[Supplied records — start]

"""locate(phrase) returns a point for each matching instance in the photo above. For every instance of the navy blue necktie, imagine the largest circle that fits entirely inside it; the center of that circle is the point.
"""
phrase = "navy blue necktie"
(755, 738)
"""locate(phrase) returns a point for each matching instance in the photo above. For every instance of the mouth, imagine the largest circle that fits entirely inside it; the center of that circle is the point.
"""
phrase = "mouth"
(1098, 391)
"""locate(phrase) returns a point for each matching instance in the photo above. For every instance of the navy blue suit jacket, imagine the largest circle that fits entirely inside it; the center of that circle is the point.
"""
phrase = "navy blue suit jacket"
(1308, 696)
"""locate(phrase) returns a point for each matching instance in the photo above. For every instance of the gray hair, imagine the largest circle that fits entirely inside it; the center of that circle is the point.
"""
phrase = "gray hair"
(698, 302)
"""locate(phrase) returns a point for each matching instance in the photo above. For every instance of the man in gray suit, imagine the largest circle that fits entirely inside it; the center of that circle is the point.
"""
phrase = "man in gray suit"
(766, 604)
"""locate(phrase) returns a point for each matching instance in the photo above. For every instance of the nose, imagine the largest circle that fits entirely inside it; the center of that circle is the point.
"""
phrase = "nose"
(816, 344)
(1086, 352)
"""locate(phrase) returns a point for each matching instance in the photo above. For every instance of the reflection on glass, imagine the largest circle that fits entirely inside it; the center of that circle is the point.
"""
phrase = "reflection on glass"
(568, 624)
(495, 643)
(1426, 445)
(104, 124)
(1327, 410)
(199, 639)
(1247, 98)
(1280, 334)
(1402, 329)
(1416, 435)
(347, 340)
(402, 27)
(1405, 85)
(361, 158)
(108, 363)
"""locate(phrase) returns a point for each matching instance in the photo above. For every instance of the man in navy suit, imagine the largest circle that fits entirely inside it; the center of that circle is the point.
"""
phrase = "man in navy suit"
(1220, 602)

[Supplied records — finish]

* Task instructions
Your task is to retype the data exactly, with no line missing.

* Result of the task
"""locate(phrase) returns a point for each matching instance in the photo above. For every instance of the navy blue necktie, imagine the largest circle that fits entirely inside it; the center of that circle is the point.
"""
phrase = "navy blue necktie"
(755, 738)
"""locate(phrase) returns a point for each matching instance in the photo above. For every instance of the mouth, imagine the largest circle that fits entirely inside it; the center of that circle is the point.
"""
phrase = "mouth"
(1098, 391)
"""locate(phrase) returns a point for each matching instance in the photo above. For every instance of the navy blue suit jacket, imagine the largest circle that fits entirely inside it; the center of that circle is the point.
"""
phrase = "navy blue suit jacket"
(1308, 696)
"""locate(phrase) returns a point for each matching instance in the photo above. For every instance of the gray hair, imagine the largest circle that fits entirely inside it; the center of that circle is the point.
"""
phrase = "gray hair"
(698, 302)
"""locate(phrase) returns a point for each matching instance in the photo above. For every instance of the man in gray suit, imagine the largest circle that fits entirely inside it; the center of that circle is the point.
"""
phrase = "man in gray suit"
(766, 604)
"""locate(phrase) returns a point for each matching instance in the photo above. For every instance of the nose, imagine the largest circle that fits entirely inside it; the center of that circle is the point.
"""
phrase = "nose"
(816, 344)
(1086, 352)
"""locate(phrase) returns a point for each matching instance in the photo above. For every instance of the reflection on glass, imagine the largest circle that fits entirely inside it; the center of that circle is the point.
"""
phrase = "reflection on glass"
(568, 624)
(495, 643)
(1426, 445)
(104, 124)
(1327, 410)
(199, 639)
(1247, 98)
(1280, 334)
(1402, 329)
(1416, 435)
(347, 340)
(402, 27)
(1405, 85)
(361, 158)
(108, 363)
"""locate(phrase) returns a point for each matching instance in the photo above. For every instance of the man in navy suit, imagine the largest circle that fits entirely inside it; the center of that circle is the point.
"""
phrase = "man in navy suit"
(1220, 602)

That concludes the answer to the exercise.